**THE PROBLEM:**
Set out every line of the rows below as a Markdown table with two columns, Row and Text: Row gives the line's number and Text gives the line itself. Leave out blank lines.
= = = =
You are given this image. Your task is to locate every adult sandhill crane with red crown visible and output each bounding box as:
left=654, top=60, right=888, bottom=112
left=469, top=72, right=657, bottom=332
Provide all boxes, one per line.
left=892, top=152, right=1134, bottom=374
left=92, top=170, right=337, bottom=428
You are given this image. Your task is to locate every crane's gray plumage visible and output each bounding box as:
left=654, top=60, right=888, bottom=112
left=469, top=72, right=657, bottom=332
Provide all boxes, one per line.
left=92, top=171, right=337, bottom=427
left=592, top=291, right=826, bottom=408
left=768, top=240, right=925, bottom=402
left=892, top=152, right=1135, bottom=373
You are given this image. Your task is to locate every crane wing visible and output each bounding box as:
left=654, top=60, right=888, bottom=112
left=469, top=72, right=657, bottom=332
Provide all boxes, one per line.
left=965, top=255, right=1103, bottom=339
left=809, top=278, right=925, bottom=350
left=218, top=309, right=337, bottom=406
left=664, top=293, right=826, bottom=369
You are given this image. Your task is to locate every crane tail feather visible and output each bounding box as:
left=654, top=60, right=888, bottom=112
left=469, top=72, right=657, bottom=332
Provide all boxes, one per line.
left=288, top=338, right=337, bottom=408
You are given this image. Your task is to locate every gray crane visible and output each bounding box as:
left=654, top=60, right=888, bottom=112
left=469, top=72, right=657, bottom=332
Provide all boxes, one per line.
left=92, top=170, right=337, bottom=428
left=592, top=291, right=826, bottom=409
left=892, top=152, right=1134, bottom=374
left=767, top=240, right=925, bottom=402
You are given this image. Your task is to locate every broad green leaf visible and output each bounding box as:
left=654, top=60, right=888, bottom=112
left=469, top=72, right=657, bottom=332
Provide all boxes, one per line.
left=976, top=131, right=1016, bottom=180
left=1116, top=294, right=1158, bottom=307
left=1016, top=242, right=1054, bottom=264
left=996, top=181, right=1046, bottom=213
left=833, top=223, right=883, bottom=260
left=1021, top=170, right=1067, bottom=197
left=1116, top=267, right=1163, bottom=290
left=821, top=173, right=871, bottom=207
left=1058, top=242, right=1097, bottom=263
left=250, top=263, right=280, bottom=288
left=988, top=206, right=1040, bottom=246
= = = =
**WRITTEN ANSWER:**
| Row | Text |
|---|---|
| 1 | You are given this image. Your task is to locate every adult sandhill crane with red crown visible and output each bounding box as: |
| 2 | left=654, top=60, right=888, bottom=112 |
| 3 | left=469, top=72, right=657, bottom=332 |
| 4 | Provide all boxes, one per line. |
| 5 | left=892, top=152, right=1134, bottom=374 |
| 6 | left=92, top=170, right=337, bottom=428 |
| 7 | You are given this image. Your task is to locate every crane's gray plumage visible and output each bounding box as: |
| 8 | left=654, top=60, right=888, bottom=112 |
| 9 | left=469, top=72, right=657, bottom=332 |
| 10 | Provide all boxes, one per line. |
| 11 | left=92, top=171, right=337, bottom=427 |
| 12 | left=592, top=291, right=826, bottom=408 |
| 13 | left=768, top=240, right=925, bottom=402 |
| 14 | left=892, top=152, right=1135, bottom=373 |
| 15 | You are given this image. Your task is to locate every crane wing visible and output each bounding box as: |
| 16 | left=654, top=60, right=888, bottom=112 |
| 17 | left=469, top=72, right=657, bottom=332 |
| 18 | Provide all boxes, one per line. |
| 19 | left=965, top=255, right=1103, bottom=339 |
| 20 | left=809, top=278, right=925, bottom=350 |
| 21 | left=218, top=309, right=337, bottom=406 |
| 22 | left=664, top=293, right=826, bottom=369 |
| 23 | You are given this image. Your task is to locate every crane tail feather visible and output each bounding box as: |
| 24 | left=654, top=60, right=888, bottom=112 |
| 25 | left=469, top=72, right=657, bottom=332 |
| 26 | Provide all boxes, one per line. |
| 27 | left=288, top=338, right=337, bottom=408 |
| 28 | You are given this image. Your task is to locate every gray crane visible and output each bounding box as: |
| 29 | left=654, top=60, right=888, bottom=112 |
| 30 | left=469, top=72, right=657, bottom=332 |
| 31 | Provide all boxes, one per line. |
| 32 | left=92, top=170, right=337, bottom=428 |
| 33 | left=592, top=291, right=826, bottom=409 |
| 34 | left=892, top=152, right=1134, bottom=374 |
| 35 | left=767, top=240, right=925, bottom=402 |
| 36 | You are given this image. Your task is to locate every broad green leaf visible and output each bounding box as: |
| 37 | left=654, top=60, right=888, bottom=112 |
| 38 | left=469, top=72, right=657, bottom=332 |
| 39 | Provide all boxes, one per line. |
| 40 | left=976, top=131, right=1016, bottom=180 |
| 41 | left=1116, top=294, right=1158, bottom=307 |
| 42 | left=1016, top=242, right=1054, bottom=264 |
| 43 | left=996, top=181, right=1046, bottom=213 |
| 44 | left=833, top=223, right=883, bottom=260 |
| 45 | left=1021, top=170, right=1067, bottom=197 |
| 46 | left=1116, top=267, right=1163, bottom=290 |
| 47 | left=821, top=173, right=871, bottom=207 |
| 48 | left=1058, top=242, right=1097, bottom=263 |
| 49 | left=250, top=263, right=280, bottom=288 |
| 50 | left=988, top=206, right=1040, bottom=246 |